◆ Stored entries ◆
--*--

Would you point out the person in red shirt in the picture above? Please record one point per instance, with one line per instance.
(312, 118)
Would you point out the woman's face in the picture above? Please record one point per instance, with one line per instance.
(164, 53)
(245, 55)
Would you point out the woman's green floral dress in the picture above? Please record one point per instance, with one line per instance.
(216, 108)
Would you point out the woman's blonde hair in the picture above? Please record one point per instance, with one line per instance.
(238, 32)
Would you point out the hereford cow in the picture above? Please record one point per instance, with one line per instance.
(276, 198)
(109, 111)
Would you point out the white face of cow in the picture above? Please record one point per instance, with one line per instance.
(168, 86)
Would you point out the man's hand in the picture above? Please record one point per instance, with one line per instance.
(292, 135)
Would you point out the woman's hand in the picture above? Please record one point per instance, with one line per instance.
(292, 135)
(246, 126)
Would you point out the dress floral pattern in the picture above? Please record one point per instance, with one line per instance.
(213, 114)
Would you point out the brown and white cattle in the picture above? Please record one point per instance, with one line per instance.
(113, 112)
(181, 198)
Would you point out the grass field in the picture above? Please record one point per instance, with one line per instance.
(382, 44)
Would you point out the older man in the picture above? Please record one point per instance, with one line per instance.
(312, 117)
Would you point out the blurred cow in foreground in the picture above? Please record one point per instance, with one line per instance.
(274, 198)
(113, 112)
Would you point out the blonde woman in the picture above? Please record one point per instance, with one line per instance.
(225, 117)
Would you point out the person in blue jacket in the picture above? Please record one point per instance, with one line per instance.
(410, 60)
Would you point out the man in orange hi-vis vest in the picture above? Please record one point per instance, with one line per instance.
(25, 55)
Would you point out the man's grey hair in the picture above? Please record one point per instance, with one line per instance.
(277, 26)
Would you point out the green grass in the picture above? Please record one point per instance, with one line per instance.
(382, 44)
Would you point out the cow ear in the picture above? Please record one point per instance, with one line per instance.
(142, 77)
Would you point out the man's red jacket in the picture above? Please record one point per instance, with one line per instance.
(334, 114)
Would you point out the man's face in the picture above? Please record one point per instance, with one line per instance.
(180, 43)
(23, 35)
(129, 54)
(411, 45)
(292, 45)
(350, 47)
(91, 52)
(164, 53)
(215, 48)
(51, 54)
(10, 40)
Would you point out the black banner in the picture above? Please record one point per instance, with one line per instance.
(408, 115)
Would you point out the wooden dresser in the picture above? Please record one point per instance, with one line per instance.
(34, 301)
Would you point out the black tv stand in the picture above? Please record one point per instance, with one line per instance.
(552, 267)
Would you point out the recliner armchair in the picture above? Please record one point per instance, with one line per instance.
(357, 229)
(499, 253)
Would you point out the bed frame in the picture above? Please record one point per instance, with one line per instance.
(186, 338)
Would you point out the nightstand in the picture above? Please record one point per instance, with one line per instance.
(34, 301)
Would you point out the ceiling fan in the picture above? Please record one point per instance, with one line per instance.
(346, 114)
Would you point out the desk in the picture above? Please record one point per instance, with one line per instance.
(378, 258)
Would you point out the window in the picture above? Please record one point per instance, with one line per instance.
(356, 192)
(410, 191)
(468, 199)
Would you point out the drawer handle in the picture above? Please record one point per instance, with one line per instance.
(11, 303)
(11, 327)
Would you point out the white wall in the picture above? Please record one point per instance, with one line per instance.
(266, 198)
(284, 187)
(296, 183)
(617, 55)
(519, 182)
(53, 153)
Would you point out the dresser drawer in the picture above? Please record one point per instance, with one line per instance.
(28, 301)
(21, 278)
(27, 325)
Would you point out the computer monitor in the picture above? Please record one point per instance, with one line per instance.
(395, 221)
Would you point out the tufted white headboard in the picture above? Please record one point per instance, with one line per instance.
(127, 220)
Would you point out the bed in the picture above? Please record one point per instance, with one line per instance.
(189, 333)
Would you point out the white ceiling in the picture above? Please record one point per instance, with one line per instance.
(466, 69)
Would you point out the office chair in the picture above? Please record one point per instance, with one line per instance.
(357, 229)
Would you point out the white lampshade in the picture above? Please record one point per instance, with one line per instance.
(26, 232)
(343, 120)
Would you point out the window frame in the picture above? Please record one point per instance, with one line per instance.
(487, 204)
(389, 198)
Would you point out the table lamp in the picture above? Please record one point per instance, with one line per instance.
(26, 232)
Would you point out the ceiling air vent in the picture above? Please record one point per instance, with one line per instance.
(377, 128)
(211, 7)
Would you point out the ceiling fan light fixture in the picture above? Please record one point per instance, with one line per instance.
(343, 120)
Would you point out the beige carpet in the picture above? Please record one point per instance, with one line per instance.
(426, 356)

--*--

◆ Exercise objective ◆
Word for word, transcribe each record.

◆ The answer ◆
Would you point out the person in red shirt in the picture above? Please record one point per instance, with one line per instance.
(312, 118)
Would you point out the woman's face in the picture above? Please record one point per instance, with one line per instance.
(164, 53)
(245, 55)
Would you point out the woman's green floral dress in the picture above? Please record one point per instance, with one line per instance.
(216, 108)
Would you point out the woman's blonde hair in the picture above? Please record one point per instance, with one line per instance.
(238, 32)
Would you point out the hereford cow in the picture above? Please record one point per instance, with one line per instance.
(276, 198)
(109, 111)
Would you point out the white face of cow in the picture above? Please record one point per instance, with one line per instance.
(168, 86)
Would you point out the man's hand in the picture above? Please record one point per instance, with one line per instance.
(292, 135)
Would you point out the woman's hand in the picture above? Please record one point per instance, with one line per instance.
(292, 135)
(246, 126)
Would you point out the dress floral pattern in the picture above? Please record one point per instance, with one line per instance.
(213, 114)
Would you point out the brown and white cattle in the picture above? Please record one point per instance, with one line per instance.
(113, 112)
(181, 198)
Would you point out the grass field in the picture above? Please record one point per instance, with one line per instance.
(382, 44)
Would you point out the older man in the picture above? Please record one point per instance, with one line per instance.
(312, 117)
Would you point out the blurred cow in foreground in the picture above? Please record one point per instance, with one line per instance.
(274, 198)
(113, 112)
Would you point out the blonde woman in the picture above? Please record one point per instance, with one line per instance.
(225, 117)
Would you point out the person in blue jacket in the picture above? Please record one point per instance, with one line per instance.
(410, 60)
Would you point out the man in orange hi-vis vest in the picture above? Please record one point per instance, with one line per instance.
(25, 55)
Would you point out the man's grey hair in the picture above? Please record one point per instance, with one line per instance.
(277, 26)
Would you point out the green grass in the picture above? Please record one point per instance, with one line per instance.
(382, 44)
Would you point out the cow ear in the picture above? Please record one point per instance, with one line per instance.
(142, 77)
Would you point out the man's red jacket in the picture above? Please record one point per instance, with one line per instance.
(334, 114)
Would you point out the man's face in the picture above? Please record one point per instance, with one line per instance.
(180, 43)
(23, 35)
(129, 54)
(411, 45)
(292, 45)
(350, 47)
(91, 52)
(164, 53)
(215, 48)
(51, 54)
(10, 40)
Would you point out the black banner in the picture above? Please record one point per instance, with one line per instance.
(408, 115)
Would you point out the wooden dresser in the picture above? Please record one point per instance, with one line per instance.
(34, 301)
Would you point out the black tv stand in the picture above? Please record one point per instance, with one line per instance.
(552, 267)
Would you point out the recliner armchair in the picture above? Please record one point per instance, with one line per instance.
(357, 229)
(499, 253)
Would you point out the bed frame in the picture above? Please record one point per instance, with one line per instance.
(186, 338)
Would you point out the nightstand in the picture above? Please record one point per instance, with one line per instance.
(34, 301)
Would you point out the ceiling fan in the picture above? Please record one point per instance, with one line per instance.
(346, 114)
Would you point out the desk in the picture above? Please record one point per instance, with one line per instance.
(378, 258)
Would you point out the window in the picture above? Please record one point per instance, with one line per instance.
(356, 192)
(410, 191)
(468, 199)
Would you point out the drawer handle in the picture above? Please record one point per instance, with one line per instance.
(11, 303)
(11, 327)
Would you point out the white wall in the picture above? Please record one point per instance, with one line per instance.
(266, 198)
(284, 187)
(296, 183)
(617, 55)
(519, 182)
(53, 153)
Would you point out the dresser drawer in the picture above? Please record one point per instance, with one line per instance.
(28, 301)
(21, 278)
(27, 325)
Would you point out the computer monitor in the picture above? Please record one point per instance, with one line per instance.
(395, 221)
Would you point out the tufted white headboard in the picture above? Please record one point per instance, with one line per instance.
(127, 220)
Would you point out the bed in the picture above? Please record one point per instance, with one line per instance.
(189, 333)
Would you point out the white ceiling in the picture above? Please record one point per instance, with one line per instance.
(466, 69)
Would you point out the office chair in the picture above? Please record one point per instance, with one line per instance.
(357, 229)
Would you point out the white lampshade in the picture above? Please record one point per instance, with one line per instance.
(26, 232)
(343, 120)
Would you point out the window frame in the picture above? Please record one point per instance, with one line per instance.
(487, 204)
(389, 198)
Would you point out the table lamp in the picture above? Please record one point per instance, with one line per instance.
(26, 232)
Would you point out the ceiling air vent in the picture above? Please record one point per instance, with one line per instance.
(377, 128)
(211, 7)
Would you point out the ceiling fan light fixture in the picture above? Please record one point per instance, with one line per instance.
(343, 120)
Would you point out the beige carpet in the picture above? Please record one point per instance, with one line per instance.
(426, 356)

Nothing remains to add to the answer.